*PROBLEM DESCRIPTION*: Go through the records below and write each one out again unchanged.

*Stored data entries*:
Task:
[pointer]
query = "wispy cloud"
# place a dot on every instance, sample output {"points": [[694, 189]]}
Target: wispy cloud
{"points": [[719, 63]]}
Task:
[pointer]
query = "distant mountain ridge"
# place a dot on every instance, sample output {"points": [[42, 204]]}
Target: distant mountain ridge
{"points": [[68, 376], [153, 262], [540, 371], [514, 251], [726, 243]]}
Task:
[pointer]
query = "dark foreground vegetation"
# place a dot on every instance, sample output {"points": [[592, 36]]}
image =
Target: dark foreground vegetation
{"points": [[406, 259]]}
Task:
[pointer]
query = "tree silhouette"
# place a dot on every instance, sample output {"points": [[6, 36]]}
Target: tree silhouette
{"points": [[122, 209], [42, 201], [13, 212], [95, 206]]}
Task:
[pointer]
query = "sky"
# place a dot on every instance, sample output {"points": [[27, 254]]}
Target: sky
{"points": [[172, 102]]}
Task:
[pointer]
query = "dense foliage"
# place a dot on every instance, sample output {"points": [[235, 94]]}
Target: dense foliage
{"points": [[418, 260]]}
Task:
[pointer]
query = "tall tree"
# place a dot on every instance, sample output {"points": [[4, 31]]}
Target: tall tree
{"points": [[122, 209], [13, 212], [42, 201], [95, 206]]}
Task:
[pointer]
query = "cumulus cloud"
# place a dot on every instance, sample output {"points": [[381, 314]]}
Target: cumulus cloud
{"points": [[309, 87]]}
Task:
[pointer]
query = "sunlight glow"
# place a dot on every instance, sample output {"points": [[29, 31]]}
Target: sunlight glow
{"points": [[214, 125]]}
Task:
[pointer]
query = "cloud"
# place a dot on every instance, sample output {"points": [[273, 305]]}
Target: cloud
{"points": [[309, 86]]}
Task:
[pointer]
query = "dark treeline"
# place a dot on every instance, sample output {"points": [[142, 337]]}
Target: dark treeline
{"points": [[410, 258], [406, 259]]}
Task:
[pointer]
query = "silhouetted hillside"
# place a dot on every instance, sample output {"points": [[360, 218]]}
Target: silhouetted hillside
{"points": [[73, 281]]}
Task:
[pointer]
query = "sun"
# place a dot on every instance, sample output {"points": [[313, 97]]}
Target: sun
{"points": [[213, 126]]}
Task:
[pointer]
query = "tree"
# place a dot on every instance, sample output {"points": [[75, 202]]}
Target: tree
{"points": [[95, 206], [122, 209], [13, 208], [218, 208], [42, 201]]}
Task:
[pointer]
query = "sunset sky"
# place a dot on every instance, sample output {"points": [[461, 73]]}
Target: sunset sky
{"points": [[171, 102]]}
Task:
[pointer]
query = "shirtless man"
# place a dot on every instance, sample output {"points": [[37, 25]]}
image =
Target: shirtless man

*RESPONSE AREA*:
Task:
[pointer]
query = "wispy cloud"
# place a dot on every instance, sample output {"points": [[694, 189]]}
Target: wispy cloud
{"points": [[719, 63]]}
Task:
[pointer]
query = "distant mountain ridge"
# place a dot on every instance, sample output {"points": [[42, 204]]}
Target: distant mountain ridge
{"points": [[68, 376], [153, 262], [540, 371], [514, 251], [726, 243]]}
Task:
[pointer]
query = "dark foreground vegetation"
# place a dot on every instance, sample output {"points": [[592, 36]]}
image =
Target: dark foreground vegetation
{"points": [[406, 259]]}
Task:
[pointer]
query = "tree silhouette"
# place a dot on every instance, sample output {"points": [[6, 36]]}
Target: tree silhouette
{"points": [[122, 209], [42, 201], [13, 212], [95, 206]]}
Task:
[pointer]
query = "sky"
# place a dot on every instance, sample output {"points": [[27, 254]]}
Target: sky
{"points": [[172, 102]]}
Task:
[pointer]
query = "dense foliage"
# place a dot on every instance, sample output {"points": [[235, 94]]}
Target: dense foliage
{"points": [[418, 260]]}
Task:
[pointer]
query = "tall tree"
# place a dot on every instance, sample output {"points": [[4, 31]]}
Target: tall tree
{"points": [[122, 209], [13, 212], [42, 201], [95, 206]]}
Task:
[pointer]
query = "cumulus cloud"
# place a dot on every instance, sample output {"points": [[381, 314]]}
Target: cumulus cloud
{"points": [[309, 87]]}
Task:
[pointer]
query = "sunlight glow"
# place a dot on every instance, sample output {"points": [[29, 31]]}
Target: sunlight glow
{"points": [[214, 125]]}
Task:
[pointer]
query = "cloud"
# place a dot on every instance, sample output {"points": [[273, 305]]}
Target: cloud
{"points": [[309, 86]]}
Task:
[pointer]
query = "dark treeline"
# place a dot on every instance, sample output {"points": [[142, 337]]}
Target: dark treeline
{"points": [[410, 258], [406, 259]]}
Task:
[pointer]
query = "silhouetted hillside"
# place a dot on every instance, sample output {"points": [[360, 218]]}
Target: silhouetted hillside
{"points": [[73, 281]]}
Task:
[pointer]
query = "sun"
# place a dot on every instance, sample output {"points": [[313, 97]]}
Target: sun
{"points": [[213, 126]]}
Task:
[pointer]
query = "tree"
# place a dot on every instance, sample output {"points": [[75, 202]]}
Target: tree
{"points": [[95, 206], [122, 209], [13, 208], [218, 208], [42, 201]]}
Task:
[pointer]
query = "sunset sky"
# place a dot on every instance, sample output {"points": [[461, 73]]}
Target: sunset sky
{"points": [[171, 102]]}
Task:
[pointer]
query = "shirtless man"
# place a dot on every instance, sample output {"points": [[37, 25]]}
image =
Target: shirtless man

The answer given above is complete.